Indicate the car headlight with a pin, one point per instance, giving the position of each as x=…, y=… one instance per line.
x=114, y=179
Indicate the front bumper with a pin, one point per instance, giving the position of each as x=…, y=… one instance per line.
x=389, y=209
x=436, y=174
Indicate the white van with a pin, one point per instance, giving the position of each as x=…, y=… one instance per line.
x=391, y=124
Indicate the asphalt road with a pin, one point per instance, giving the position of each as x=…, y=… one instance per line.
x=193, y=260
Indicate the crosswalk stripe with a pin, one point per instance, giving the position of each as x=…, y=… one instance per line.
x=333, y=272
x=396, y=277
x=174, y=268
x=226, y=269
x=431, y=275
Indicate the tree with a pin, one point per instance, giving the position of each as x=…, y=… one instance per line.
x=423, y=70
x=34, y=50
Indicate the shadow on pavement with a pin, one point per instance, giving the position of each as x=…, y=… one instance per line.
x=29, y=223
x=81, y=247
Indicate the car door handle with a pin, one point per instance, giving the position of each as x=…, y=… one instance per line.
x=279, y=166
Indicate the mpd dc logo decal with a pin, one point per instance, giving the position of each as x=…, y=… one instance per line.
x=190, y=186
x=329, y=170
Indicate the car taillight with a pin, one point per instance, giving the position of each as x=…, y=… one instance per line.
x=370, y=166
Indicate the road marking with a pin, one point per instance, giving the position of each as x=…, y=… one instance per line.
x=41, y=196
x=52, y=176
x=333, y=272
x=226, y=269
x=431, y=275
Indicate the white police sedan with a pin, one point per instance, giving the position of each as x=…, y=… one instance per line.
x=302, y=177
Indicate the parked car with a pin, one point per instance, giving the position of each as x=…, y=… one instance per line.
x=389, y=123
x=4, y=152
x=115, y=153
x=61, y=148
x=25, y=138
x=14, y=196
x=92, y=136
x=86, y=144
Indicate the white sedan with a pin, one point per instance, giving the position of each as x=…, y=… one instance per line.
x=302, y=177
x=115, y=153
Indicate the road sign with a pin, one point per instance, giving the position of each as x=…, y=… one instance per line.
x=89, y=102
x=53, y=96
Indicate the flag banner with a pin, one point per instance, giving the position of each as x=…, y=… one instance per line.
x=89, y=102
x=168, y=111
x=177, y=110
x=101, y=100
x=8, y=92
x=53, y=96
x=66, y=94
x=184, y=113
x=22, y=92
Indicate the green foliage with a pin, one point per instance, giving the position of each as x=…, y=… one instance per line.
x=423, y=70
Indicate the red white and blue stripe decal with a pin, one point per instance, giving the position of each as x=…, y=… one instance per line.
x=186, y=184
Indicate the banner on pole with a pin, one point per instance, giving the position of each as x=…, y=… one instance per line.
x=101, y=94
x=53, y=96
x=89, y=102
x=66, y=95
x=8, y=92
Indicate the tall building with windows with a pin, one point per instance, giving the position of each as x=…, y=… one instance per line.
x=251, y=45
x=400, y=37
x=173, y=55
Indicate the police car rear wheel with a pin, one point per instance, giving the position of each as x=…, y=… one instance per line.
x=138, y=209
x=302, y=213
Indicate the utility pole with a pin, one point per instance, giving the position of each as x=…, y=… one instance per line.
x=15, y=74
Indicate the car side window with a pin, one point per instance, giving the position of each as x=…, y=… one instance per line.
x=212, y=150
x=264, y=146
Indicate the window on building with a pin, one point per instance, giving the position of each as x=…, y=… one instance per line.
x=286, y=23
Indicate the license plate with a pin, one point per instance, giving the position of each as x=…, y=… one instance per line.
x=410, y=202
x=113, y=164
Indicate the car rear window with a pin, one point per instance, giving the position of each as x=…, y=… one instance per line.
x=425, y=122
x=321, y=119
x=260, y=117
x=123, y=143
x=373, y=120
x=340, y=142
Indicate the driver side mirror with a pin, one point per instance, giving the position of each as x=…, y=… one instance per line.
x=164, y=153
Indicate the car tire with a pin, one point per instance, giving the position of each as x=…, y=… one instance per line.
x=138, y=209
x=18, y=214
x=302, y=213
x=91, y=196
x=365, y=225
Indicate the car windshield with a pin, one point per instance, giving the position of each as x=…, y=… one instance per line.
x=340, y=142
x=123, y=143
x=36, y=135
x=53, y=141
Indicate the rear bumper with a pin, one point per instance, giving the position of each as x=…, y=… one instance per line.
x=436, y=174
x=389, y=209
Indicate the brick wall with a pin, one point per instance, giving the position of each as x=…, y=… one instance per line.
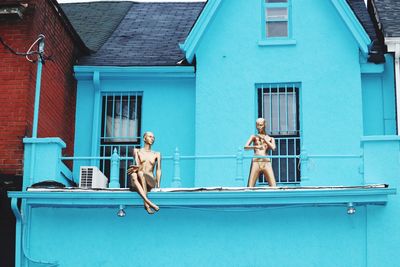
x=18, y=78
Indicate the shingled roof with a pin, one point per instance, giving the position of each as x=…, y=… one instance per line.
x=360, y=9
x=96, y=21
x=389, y=15
x=148, y=35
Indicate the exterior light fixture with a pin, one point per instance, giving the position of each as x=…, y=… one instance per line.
x=351, y=209
x=121, y=212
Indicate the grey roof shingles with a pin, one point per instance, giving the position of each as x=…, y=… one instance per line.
x=149, y=35
x=96, y=21
x=389, y=16
x=360, y=9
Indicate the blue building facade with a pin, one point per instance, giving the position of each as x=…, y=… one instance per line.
x=304, y=66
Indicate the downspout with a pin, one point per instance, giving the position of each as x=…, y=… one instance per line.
x=18, y=230
x=393, y=45
x=38, y=84
x=36, y=105
x=19, y=238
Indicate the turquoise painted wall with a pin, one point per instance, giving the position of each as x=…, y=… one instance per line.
x=167, y=110
x=325, y=61
x=200, y=237
x=226, y=232
x=379, y=101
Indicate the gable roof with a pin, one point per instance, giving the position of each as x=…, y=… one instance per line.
x=347, y=10
x=148, y=34
x=360, y=10
x=96, y=21
x=389, y=14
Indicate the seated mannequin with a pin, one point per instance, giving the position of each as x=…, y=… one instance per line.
x=142, y=174
x=261, y=143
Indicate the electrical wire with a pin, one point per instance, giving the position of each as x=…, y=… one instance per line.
x=29, y=52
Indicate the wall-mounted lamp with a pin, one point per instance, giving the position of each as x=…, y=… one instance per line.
x=121, y=212
x=350, y=208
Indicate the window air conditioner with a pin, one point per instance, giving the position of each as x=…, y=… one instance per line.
x=92, y=177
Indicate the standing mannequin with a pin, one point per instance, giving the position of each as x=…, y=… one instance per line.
x=142, y=174
x=261, y=143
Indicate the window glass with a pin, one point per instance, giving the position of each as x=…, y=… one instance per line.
x=276, y=14
x=277, y=29
x=121, y=130
x=278, y=105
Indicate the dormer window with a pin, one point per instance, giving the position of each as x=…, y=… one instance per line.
x=276, y=14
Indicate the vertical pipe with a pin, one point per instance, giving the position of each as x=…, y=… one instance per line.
x=286, y=110
x=270, y=109
x=37, y=98
x=278, y=97
x=295, y=159
x=38, y=85
x=114, y=173
x=239, y=167
x=176, y=181
x=18, y=231
x=121, y=117
x=397, y=79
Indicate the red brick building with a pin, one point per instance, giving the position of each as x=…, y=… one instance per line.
x=20, y=24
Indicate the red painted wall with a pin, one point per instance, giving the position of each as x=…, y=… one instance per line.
x=18, y=78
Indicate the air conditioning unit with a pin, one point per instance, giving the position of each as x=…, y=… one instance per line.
x=92, y=177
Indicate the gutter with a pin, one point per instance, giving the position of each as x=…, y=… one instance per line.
x=393, y=46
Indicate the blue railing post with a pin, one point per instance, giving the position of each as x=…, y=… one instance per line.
x=239, y=167
x=114, y=173
x=176, y=181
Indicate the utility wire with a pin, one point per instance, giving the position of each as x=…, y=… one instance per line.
x=29, y=52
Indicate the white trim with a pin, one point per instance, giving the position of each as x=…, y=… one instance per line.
x=393, y=44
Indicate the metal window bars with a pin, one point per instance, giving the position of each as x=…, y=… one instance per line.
x=121, y=129
x=279, y=105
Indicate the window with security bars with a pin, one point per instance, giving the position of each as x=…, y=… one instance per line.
x=279, y=105
x=121, y=129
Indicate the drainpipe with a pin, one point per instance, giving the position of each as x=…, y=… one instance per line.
x=36, y=105
x=38, y=84
x=393, y=44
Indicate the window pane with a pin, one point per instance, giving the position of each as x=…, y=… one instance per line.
x=276, y=13
x=275, y=1
x=277, y=29
x=120, y=118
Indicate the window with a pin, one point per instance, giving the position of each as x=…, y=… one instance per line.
x=276, y=15
x=279, y=105
x=121, y=129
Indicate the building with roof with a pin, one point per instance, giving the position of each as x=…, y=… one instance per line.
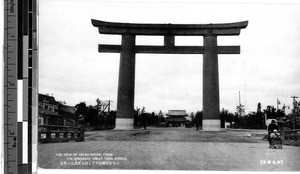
x=176, y=117
x=53, y=113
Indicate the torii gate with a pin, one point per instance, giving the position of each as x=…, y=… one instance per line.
x=210, y=51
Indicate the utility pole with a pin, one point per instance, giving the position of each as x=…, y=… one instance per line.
x=278, y=103
x=294, y=110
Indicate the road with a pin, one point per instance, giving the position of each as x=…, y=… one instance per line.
x=172, y=149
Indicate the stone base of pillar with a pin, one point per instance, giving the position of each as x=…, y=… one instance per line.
x=124, y=123
x=211, y=125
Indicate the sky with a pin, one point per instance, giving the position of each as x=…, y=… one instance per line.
x=72, y=70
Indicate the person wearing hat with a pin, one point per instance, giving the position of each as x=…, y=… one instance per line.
x=273, y=126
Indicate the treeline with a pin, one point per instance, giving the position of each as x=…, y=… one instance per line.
x=94, y=118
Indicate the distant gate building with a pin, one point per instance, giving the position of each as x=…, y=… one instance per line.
x=176, y=117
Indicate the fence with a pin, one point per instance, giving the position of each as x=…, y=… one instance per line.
x=54, y=133
x=291, y=137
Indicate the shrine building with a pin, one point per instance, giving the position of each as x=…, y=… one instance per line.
x=176, y=118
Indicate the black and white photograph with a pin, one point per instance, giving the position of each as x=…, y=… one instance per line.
x=168, y=85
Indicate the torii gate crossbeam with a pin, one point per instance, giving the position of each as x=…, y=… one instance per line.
x=210, y=51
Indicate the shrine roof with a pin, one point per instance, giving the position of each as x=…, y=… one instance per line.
x=169, y=29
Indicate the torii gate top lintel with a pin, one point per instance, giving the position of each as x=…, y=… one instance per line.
x=169, y=29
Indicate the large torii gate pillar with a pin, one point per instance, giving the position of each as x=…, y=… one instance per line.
x=210, y=51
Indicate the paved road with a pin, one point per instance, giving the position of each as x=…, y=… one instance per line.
x=173, y=149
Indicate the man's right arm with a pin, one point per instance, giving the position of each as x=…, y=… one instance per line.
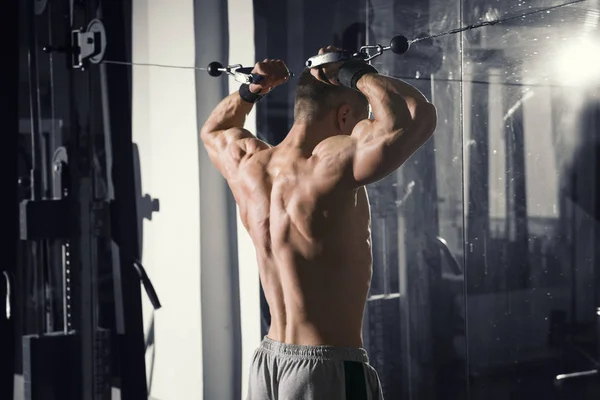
---
Aim:
Put the lines of the items into a numbered list, starting with the very first line and going on through the line that contains "x=193, y=260". Leave out blank lines and include no lines past that one.

Result for this exercise:
1. Indicate the car headlight with a pin, one point per instance, giving the position of each as x=…, y=… one instance per line.
2. x=114, y=179
3. Indicate the front bumper with a pin, one point per instance, giving the position of each as x=…, y=… one instance per line.
4. x=389, y=209
5. x=436, y=174
6. Indicate the white van with a pin, one point per instance, giving the position of each as x=…, y=… one instance per line.
7. x=391, y=124
8. Indicate the asphalt road with a pin, one point per instance, giving the position of each as x=…, y=… one instance per line.
9. x=193, y=260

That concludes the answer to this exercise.